→ **Saved entries**
────────────────────

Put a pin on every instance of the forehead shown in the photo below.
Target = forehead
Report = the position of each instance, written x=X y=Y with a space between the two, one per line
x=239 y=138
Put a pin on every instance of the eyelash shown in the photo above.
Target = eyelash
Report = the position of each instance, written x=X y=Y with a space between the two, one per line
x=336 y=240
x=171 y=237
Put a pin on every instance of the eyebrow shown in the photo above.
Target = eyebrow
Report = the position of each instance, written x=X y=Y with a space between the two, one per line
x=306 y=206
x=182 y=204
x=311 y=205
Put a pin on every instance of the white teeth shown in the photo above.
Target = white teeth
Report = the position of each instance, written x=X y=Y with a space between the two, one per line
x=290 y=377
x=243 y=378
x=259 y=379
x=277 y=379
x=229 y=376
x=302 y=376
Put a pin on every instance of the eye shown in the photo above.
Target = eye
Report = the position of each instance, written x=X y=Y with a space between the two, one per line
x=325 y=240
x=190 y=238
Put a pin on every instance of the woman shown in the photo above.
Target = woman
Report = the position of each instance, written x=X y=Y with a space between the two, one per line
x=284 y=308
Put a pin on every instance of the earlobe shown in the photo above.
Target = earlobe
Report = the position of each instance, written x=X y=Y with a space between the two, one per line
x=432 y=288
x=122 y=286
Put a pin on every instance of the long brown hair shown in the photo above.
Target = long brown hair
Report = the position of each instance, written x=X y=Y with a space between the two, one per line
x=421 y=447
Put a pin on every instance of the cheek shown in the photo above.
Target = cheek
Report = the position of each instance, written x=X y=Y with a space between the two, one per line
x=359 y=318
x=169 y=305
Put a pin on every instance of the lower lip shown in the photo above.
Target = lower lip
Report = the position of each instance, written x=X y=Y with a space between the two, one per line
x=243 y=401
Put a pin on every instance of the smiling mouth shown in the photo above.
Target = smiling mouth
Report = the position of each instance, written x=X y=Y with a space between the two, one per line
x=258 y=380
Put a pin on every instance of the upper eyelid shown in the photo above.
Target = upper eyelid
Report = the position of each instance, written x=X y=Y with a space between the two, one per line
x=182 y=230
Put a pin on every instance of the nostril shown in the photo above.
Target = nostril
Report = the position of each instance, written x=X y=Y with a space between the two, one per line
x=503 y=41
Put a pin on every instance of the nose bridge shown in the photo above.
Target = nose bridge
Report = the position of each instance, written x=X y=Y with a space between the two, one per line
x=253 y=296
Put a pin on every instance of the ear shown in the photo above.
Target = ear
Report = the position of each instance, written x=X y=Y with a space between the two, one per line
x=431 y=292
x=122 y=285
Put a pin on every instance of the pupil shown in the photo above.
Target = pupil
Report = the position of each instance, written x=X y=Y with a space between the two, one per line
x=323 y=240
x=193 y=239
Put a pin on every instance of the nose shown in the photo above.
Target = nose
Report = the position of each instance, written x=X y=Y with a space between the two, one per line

────────────────────

→ **What the task asks**
The records shown earlier should all be returned verbatim.

→ **Exercise answer**
Put a pin on every instance of the forehead shown in the photo below.
Target = forehead
Report = the position of each instance, written x=X y=Y with a space between the two, one per line
x=239 y=138
Put a pin on every instance of the eyelash shown in the photo above.
Target = eyelash
Report = the position of each instance, written x=X y=Y with a space between the two, one per line
x=336 y=240
x=171 y=237
Put a pin on every instance of the eyebrow shown in the photo above.
Target = eyebrow
Report = the position of each instance, written x=X y=Y with a space between the two, one per line
x=306 y=206
x=182 y=204
x=311 y=205
Put a pin on every instance of the white teeth shown in the photo above.
Target = white teeth
Report = the position of each instance, written x=X y=Y with a space between the two, one per line
x=290 y=377
x=243 y=378
x=259 y=379
x=277 y=379
x=229 y=376
x=302 y=376
Put a pin on every instance of the eye shown in the photo above.
Target = eye
Report = the position of each instance, written x=X y=Y with a space between the two, one per line
x=325 y=240
x=190 y=238
Put a pin on every instance of the woman shown in the photo above.
Target = woman
Report = the position of each instance, written x=X y=Y with a space between the two, one per line
x=284 y=308
Put a pin on every instance of the earlobe shown in the photo above.
Target = earlobe
Report = the position of each instance, written x=X y=Y with a space between the two, one per line
x=432 y=288
x=122 y=286
Put a pin on every instance of the long brown hair shown in the photo above.
Target = long brown hair
Report = the position of each instance, written x=X y=Y with a space between the two, one per line
x=421 y=447
Put a pin on every instance of the cheek shown in the photo above.
Target = cheek
Report = the position of each instance, written x=X y=Y with a space between the two, one per line
x=359 y=318
x=169 y=305
Put a pin on every instance of the lower lip shown in the photo above.
Target = lower lip
Report = the position of each instance, written x=X y=Y with a space between the two, one per line
x=243 y=401
Put a pin on every instance of the smiling mouth shown in the photo above.
Target = smiling mouth
Report = the position of each instance, written x=X y=Y with a space between the two, one per line
x=258 y=380
Put a pin on every instance of the upper eyelid shown in the photo above.
Target = upper eyelid
Report = the position of each instance, written x=X y=Y with a space between the two, one per line
x=182 y=230
Put a pin on every instance of the nostril shown in the photo above.
Target = nostril
Report = the position of each instance, written x=X y=Y with a space between the two, one per line
x=503 y=41
Put a pin on every instance of the nose bridge shown in the photo above.
Target = nose bridge
Report = the position of each instance, written x=X y=Y with a space between the two, one per line
x=253 y=296
Put a pin on every instance of the ear shown in the photo above.
Target = ear
Report = the position of each instance, written x=X y=Y with a space between the two, one per line
x=431 y=292
x=122 y=285
Put a pin on every instance of the pupil shown in the photo above.
Target = pupil
Report = the position of each instance, written x=X y=Y with a space between the two, one per line
x=323 y=240
x=193 y=239
Put a pin on every instance of the nose shown in the photo above.
Target = nose
Report = the position of each instance, written x=X y=Y with a space between the two, one per line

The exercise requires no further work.